[Data under study — start]
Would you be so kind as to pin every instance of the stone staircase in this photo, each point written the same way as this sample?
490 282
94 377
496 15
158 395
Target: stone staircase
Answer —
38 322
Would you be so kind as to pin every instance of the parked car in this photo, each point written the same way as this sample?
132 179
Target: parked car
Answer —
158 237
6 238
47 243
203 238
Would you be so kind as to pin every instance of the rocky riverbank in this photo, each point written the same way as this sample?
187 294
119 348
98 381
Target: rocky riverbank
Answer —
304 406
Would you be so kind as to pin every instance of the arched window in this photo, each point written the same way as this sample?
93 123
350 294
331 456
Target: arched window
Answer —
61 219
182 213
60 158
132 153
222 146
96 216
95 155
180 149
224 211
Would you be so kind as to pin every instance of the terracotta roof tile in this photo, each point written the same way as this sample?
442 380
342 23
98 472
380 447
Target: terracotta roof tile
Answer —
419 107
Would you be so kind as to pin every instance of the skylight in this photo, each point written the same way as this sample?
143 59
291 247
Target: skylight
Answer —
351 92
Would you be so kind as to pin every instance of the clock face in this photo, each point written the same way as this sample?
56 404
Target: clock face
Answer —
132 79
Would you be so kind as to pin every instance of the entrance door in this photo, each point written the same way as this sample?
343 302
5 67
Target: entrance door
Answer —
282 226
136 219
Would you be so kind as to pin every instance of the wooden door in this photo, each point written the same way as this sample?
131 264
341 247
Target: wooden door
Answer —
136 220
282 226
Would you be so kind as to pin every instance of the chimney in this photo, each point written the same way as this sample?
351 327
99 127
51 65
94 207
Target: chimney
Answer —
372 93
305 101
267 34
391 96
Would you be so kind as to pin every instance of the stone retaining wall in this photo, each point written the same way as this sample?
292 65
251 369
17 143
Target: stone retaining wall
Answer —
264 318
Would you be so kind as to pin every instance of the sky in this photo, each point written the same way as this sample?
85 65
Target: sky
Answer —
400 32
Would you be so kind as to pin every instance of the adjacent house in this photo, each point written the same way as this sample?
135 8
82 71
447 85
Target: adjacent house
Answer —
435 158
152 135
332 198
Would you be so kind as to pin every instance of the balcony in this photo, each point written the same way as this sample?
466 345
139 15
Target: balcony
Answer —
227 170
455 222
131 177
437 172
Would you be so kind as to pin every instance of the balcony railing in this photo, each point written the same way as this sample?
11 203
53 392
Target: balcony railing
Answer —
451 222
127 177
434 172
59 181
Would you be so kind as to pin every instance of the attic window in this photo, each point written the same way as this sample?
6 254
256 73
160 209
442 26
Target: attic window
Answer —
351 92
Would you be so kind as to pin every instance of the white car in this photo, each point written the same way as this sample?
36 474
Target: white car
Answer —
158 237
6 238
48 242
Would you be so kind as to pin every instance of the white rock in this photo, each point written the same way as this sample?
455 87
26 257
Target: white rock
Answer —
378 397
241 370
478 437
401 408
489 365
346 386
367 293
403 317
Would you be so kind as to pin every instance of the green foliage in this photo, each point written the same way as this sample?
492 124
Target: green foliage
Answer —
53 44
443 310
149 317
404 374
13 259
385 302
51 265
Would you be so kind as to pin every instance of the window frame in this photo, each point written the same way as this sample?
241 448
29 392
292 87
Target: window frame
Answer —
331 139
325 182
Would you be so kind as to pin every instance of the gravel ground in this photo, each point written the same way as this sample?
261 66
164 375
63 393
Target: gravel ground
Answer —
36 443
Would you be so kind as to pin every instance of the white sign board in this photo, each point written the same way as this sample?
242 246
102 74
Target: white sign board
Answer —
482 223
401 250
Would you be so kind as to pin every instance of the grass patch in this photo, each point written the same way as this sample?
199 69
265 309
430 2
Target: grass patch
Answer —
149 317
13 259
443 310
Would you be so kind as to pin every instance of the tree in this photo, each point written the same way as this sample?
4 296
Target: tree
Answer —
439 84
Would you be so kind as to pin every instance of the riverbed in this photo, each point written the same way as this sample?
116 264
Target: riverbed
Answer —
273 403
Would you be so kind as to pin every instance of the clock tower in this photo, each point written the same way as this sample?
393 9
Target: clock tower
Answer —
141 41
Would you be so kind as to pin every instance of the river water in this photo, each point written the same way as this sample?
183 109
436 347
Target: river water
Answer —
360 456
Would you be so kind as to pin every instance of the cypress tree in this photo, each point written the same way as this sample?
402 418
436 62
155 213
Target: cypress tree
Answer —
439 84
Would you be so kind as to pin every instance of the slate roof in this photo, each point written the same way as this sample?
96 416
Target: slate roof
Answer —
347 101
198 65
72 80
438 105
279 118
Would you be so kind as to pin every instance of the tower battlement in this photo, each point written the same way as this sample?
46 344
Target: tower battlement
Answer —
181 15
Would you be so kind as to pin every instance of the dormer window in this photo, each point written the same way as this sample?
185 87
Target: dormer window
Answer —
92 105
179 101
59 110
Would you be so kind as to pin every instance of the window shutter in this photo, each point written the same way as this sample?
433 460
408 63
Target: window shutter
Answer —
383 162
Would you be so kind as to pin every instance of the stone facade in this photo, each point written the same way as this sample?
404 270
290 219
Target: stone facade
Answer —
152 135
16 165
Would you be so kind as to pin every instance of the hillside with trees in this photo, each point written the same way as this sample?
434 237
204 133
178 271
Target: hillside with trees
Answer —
[Data under study — finish]
◆ Problem to solve ◆
Only the lines holding the string "slate" are needed; copy each of them from the material above.

◆ Expected output ◆
Would you be so kind as to pin every instance of the slate roof in this photo, each point written the same way as this sample?
Target: slate roof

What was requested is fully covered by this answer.